All of the data is to be set down again without any alteration.

** PROVIDED DATA follows **

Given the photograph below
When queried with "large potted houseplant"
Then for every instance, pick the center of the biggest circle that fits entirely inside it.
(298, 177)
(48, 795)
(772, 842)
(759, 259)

** End of PROVIDED DATA **

**REPLY**
Given the photograph below
When queried with "large potted houseplant"
Then for every instance, pick the center of the biggest circle that fits entirely inside it.
(298, 177)
(48, 795)
(772, 842)
(759, 259)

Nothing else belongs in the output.